** Material provided follows **
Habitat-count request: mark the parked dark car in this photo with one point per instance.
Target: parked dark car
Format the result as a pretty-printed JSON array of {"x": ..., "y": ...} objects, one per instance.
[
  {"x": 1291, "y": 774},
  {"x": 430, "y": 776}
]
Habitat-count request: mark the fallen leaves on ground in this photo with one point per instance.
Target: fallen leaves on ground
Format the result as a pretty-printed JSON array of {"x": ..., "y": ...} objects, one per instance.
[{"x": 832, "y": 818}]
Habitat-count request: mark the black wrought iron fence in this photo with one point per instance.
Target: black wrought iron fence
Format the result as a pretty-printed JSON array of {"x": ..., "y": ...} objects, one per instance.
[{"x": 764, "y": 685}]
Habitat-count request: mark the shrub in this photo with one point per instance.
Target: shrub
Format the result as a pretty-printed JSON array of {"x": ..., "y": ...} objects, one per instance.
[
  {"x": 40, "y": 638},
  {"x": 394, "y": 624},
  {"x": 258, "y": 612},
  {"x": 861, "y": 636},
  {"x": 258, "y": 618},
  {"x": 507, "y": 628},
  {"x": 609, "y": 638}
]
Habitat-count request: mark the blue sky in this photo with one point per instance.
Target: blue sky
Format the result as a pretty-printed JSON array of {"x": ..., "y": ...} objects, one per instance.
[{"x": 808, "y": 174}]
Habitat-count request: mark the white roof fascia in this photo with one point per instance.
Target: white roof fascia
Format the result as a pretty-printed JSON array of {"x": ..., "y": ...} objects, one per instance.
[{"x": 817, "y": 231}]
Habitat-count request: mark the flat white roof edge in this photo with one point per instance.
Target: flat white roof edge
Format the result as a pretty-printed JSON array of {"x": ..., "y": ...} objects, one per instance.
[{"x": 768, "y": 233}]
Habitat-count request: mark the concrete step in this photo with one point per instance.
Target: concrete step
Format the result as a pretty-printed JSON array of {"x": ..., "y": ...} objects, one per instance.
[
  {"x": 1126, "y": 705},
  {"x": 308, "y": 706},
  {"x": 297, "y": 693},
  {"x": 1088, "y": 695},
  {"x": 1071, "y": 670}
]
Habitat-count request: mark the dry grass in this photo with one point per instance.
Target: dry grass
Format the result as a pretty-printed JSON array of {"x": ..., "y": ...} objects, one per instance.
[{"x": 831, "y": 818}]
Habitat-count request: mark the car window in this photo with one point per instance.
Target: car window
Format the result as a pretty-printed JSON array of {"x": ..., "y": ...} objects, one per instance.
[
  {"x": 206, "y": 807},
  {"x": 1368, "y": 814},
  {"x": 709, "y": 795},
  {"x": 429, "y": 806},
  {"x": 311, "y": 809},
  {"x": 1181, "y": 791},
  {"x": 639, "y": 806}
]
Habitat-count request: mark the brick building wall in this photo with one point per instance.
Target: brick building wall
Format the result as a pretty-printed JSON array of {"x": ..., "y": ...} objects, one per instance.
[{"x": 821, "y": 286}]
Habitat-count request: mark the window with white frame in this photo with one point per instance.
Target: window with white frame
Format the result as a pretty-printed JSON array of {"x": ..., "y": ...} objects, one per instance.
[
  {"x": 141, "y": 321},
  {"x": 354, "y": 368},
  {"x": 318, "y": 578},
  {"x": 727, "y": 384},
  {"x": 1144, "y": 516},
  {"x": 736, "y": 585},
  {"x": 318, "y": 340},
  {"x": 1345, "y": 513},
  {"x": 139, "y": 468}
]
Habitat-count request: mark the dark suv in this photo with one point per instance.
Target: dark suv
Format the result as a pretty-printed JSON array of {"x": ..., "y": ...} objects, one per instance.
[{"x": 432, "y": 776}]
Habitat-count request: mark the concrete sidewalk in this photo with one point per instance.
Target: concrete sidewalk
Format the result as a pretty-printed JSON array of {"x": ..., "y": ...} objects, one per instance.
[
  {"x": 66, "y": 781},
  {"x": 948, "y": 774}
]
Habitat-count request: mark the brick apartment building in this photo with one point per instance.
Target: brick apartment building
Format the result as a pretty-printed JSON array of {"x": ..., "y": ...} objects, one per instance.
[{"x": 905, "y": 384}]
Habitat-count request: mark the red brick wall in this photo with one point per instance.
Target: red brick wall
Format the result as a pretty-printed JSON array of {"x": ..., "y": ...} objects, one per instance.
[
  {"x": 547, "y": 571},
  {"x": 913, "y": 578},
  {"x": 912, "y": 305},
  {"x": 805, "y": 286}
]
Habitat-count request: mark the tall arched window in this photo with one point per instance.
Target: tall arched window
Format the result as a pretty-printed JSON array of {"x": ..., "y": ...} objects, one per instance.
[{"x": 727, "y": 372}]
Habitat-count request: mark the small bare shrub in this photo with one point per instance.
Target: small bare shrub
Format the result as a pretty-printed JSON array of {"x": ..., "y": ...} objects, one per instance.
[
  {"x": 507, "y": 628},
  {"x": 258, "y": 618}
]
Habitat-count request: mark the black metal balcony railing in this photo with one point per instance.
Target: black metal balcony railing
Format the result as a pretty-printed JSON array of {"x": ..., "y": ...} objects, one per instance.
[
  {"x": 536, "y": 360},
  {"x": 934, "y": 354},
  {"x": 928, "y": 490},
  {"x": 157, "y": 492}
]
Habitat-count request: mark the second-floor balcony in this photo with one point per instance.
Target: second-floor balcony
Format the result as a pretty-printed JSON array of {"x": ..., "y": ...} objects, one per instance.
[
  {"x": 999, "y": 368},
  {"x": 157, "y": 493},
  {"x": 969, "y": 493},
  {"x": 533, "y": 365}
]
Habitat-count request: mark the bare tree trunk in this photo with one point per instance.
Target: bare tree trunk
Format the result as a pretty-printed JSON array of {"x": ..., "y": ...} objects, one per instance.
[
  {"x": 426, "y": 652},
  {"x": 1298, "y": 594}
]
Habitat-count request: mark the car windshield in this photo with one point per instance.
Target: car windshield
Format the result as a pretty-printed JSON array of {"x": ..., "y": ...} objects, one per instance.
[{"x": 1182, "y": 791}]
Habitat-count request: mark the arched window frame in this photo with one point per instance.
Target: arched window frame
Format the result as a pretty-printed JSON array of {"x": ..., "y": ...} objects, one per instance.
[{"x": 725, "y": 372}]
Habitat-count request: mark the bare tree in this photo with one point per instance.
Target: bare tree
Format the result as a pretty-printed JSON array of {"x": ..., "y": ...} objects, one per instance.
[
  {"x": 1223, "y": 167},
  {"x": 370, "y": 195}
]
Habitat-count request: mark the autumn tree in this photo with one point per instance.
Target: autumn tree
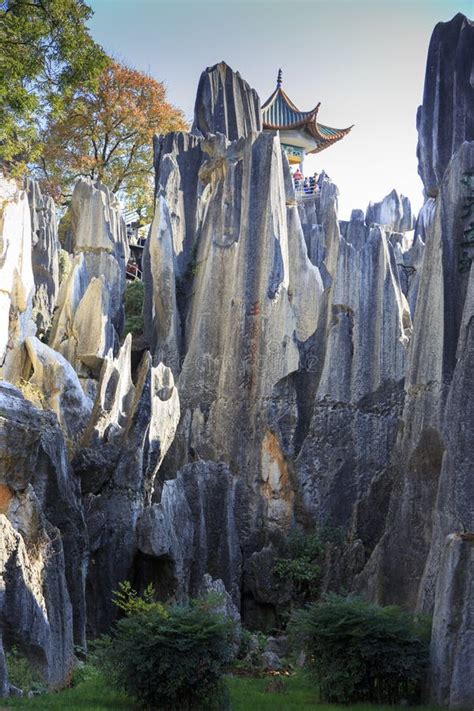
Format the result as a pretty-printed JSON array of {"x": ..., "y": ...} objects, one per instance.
[
  {"x": 46, "y": 52},
  {"x": 107, "y": 134}
]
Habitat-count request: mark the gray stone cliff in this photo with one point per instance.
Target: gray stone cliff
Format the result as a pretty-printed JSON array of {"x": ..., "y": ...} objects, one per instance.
[{"x": 301, "y": 371}]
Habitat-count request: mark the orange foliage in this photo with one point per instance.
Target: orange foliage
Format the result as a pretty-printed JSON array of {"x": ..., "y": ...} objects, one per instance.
[{"x": 107, "y": 135}]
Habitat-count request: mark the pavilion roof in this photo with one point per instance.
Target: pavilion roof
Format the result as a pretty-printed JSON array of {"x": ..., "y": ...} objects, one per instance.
[{"x": 280, "y": 113}]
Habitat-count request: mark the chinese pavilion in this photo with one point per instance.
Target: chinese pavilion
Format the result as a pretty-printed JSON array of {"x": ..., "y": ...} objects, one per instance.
[{"x": 300, "y": 132}]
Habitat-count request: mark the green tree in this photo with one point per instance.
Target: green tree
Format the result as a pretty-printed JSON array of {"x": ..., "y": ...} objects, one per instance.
[
  {"x": 168, "y": 657},
  {"x": 46, "y": 52},
  {"x": 358, "y": 651},
  {"x": 106, "y": 134}
]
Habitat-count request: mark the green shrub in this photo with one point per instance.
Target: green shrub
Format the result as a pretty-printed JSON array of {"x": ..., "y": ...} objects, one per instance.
[
  {"x": 169, "y": 658},
  {"x": 303, "y": 564},
  {"x": 21, "y": 672},
  {"x": 134, "y": 298},
  {"x": 360, "y": 651}
]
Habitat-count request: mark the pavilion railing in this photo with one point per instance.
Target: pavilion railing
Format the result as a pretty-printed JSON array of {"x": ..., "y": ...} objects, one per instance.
[{"x": 303, "y": 193}]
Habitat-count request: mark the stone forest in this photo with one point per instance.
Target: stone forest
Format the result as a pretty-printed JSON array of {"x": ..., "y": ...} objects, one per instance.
[{"x": 293, "y": 372}]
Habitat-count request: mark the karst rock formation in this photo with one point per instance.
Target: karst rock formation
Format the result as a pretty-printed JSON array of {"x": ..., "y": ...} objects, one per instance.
[{"x": 298, "y": 369}]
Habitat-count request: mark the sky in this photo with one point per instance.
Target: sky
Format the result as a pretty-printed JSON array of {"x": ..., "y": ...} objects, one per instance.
[{"x": 364, "y": 60}]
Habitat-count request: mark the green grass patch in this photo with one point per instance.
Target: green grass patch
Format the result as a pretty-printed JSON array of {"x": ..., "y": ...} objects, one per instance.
[
  {"x": 246, "y": 693},
  {"x": 92, "y": 694},
  {"x": 296, "y": 694}
]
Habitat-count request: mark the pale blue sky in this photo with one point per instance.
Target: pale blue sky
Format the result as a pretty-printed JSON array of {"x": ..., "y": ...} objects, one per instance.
[{"x": 363, "y": 59}]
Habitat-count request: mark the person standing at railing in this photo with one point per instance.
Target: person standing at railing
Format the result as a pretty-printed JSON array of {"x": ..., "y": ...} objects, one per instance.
[{"x": 297, "y": 178}]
** End of Material provided **
## Activity
Go through the listing above and find each line that contains "chinese", then copy it.

## Answer to the exercise
Habitat-count request: mark the chinese pavilion in this photo with one point per instance.
Target: chinese pavilion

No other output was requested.